» Provided information:

•••••

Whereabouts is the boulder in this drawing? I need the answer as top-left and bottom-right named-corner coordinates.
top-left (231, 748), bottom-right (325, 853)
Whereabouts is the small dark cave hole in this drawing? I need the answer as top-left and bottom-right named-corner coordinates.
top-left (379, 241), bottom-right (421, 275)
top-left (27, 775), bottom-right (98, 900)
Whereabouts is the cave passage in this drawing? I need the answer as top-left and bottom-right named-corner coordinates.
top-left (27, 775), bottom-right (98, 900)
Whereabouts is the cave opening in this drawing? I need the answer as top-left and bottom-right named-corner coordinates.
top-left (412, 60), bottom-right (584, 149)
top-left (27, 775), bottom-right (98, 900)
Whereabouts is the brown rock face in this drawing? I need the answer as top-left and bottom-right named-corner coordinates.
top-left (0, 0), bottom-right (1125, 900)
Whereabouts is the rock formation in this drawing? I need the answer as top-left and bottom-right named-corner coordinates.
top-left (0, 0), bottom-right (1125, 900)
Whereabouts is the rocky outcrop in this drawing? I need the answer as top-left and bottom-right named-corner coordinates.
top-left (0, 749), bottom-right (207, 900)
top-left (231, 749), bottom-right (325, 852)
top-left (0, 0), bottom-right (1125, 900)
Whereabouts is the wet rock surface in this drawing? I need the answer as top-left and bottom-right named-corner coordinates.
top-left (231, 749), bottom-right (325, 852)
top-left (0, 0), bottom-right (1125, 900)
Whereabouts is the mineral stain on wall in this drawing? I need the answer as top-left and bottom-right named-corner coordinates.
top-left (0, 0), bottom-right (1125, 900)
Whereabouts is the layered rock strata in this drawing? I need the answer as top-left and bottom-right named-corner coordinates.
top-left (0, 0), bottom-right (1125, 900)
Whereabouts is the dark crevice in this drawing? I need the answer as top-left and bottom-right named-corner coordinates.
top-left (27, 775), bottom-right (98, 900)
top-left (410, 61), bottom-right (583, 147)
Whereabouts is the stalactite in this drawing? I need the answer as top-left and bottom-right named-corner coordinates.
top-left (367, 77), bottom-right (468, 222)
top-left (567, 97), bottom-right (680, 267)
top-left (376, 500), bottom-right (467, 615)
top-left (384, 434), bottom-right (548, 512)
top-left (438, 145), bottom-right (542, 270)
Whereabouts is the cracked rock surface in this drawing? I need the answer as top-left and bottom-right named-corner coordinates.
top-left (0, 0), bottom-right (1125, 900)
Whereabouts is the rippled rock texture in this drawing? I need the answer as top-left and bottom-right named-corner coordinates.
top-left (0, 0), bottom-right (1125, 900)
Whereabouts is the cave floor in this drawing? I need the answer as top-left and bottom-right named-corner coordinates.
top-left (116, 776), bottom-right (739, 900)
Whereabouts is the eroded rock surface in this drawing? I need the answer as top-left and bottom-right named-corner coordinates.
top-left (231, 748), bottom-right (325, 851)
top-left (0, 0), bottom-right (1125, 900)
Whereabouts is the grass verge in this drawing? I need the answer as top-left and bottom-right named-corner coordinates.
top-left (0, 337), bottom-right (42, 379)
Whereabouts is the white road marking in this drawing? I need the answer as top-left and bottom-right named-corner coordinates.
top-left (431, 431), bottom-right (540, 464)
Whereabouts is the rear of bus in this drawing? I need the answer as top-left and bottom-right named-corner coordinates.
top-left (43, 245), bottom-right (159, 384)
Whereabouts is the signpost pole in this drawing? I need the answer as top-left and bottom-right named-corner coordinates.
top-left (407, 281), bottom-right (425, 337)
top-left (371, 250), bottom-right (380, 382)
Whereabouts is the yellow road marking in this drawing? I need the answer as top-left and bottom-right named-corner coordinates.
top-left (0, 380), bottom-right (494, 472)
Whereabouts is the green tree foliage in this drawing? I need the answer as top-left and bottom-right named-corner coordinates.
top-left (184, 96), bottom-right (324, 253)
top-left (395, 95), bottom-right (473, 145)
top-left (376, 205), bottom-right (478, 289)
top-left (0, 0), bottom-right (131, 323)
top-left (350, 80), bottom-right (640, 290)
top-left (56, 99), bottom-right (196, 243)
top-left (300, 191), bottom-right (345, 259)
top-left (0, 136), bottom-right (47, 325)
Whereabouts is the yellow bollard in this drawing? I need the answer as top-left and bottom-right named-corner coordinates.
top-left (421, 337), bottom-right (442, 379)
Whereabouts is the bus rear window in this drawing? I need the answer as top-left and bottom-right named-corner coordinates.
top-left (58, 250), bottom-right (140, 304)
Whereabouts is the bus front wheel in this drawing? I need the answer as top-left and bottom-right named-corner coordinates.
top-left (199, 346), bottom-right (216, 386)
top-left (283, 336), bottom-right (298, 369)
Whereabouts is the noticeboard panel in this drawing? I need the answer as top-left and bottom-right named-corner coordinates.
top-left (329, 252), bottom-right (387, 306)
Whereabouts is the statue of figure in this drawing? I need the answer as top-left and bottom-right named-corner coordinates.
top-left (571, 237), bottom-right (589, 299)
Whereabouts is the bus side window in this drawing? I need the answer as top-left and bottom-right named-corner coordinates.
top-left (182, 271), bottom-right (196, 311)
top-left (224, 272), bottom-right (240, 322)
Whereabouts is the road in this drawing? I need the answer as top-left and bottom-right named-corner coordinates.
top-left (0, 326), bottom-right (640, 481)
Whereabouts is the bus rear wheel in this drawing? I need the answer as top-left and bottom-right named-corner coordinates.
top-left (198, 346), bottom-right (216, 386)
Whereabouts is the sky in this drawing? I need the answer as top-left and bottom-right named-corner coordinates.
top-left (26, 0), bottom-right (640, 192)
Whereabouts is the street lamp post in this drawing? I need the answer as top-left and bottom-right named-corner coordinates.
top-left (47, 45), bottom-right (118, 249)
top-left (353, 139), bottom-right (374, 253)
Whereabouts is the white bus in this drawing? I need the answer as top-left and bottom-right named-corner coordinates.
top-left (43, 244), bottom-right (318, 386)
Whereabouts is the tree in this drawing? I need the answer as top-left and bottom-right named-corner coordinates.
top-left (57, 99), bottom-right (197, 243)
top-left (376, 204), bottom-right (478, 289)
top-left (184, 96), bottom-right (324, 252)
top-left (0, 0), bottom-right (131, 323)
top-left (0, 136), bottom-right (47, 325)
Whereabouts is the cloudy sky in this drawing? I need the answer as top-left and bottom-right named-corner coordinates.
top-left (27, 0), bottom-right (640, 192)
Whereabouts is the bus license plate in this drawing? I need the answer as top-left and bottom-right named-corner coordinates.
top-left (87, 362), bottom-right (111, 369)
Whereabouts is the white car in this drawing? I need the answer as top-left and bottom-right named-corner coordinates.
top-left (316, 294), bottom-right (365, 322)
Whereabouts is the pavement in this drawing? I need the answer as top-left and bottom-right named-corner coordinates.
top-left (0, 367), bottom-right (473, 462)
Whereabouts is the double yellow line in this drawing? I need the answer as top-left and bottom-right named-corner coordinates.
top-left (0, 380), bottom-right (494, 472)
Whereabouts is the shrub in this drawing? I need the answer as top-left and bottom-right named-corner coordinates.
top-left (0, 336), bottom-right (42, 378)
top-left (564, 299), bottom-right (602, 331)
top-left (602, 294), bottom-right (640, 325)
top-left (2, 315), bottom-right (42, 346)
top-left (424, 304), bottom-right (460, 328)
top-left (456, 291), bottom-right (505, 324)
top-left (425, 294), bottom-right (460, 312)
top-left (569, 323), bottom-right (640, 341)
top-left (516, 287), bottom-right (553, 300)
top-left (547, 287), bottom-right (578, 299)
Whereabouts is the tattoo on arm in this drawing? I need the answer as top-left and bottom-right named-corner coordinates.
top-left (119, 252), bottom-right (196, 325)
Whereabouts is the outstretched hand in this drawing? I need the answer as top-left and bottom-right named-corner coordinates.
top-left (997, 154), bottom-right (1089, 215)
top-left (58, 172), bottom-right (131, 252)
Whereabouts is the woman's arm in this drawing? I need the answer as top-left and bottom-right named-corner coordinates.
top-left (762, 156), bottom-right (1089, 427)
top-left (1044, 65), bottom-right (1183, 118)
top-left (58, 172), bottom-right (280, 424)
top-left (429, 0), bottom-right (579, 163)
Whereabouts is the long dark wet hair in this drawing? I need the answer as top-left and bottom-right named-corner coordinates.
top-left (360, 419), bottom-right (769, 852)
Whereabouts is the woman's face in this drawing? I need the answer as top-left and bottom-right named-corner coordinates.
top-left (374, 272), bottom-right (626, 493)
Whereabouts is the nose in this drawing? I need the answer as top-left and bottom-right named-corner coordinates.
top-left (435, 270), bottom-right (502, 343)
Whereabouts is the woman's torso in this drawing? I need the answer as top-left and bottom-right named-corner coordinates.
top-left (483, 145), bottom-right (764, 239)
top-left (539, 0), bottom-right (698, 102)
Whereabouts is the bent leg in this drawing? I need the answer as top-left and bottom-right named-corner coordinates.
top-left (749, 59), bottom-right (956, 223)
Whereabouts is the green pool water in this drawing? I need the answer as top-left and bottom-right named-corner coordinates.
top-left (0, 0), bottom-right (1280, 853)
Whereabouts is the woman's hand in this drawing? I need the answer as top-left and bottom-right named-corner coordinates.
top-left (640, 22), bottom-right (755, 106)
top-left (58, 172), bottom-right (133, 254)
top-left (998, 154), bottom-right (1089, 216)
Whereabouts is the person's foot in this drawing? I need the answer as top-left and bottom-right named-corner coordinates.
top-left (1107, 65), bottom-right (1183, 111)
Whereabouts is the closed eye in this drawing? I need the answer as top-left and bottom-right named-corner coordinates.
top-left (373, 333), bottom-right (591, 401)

•••••

Lay out as a Markdown table with columns Row and Line: begin at the line that has "Whereabouts is the yellow bollard" and stop after the line that has "top-left (0, 326), bottom-right (640, 481)", numbering each line and leaving out blank lines.

» Result of the task:
| Row | Line |
|---|---|
| 1 | Whereabouts is the yellow bollard in this drawing? I need the answer as top-left and bottom-right named-corner coordinates. |
| 2 | top-left (421, 337), bottom-right (442, 379) |
| 3 | Whereabouts is the bus rear window in this drawing? I need the answer as top-left and bottom-right named-corner coordinates. |
| 4 | top-left (58, 250), bottom-right (140, 304) |
| 5 | Whereabouts is the bus front wheel in this drawing? I need the answer as top-left and bottom-right named-corner coordinates. |
| 6 | top-left (199, 346), bottom-right (216, 386) |
| 7 | top-left (283, 336), bottom-right (298, 369) |
| 8 | Whereabouts is the noticeboard panel in this drawing? I need the answer as top-left and bottom-right named-corner coordinates. |
| 9 | top-left (329, 252), bottom-right (387, 306) |
| 10 | Whereabouts is the statue of figure in this drawing? I need the answer as top-left and bottom-right named-corner coordinates. |
| 11 | top-left (571, 237), bottom-right (589, 299) |
| 12 | Whereabouts is the bus side window in this drawing? I need the answer as top-left and bottom-right named-corner coordinates. |
| 13 | top-left (182, 271), bottom-right (196, 311) |
| 14 | top-left (224, 272), bottom-right (240, 322) |
| 15 | Whereabouts is the road in this drawing? I need the answer as top-left and bottom-right named-corner coordinates. |
| 16 | top-left (0, 326), bottom-right (640, 481) |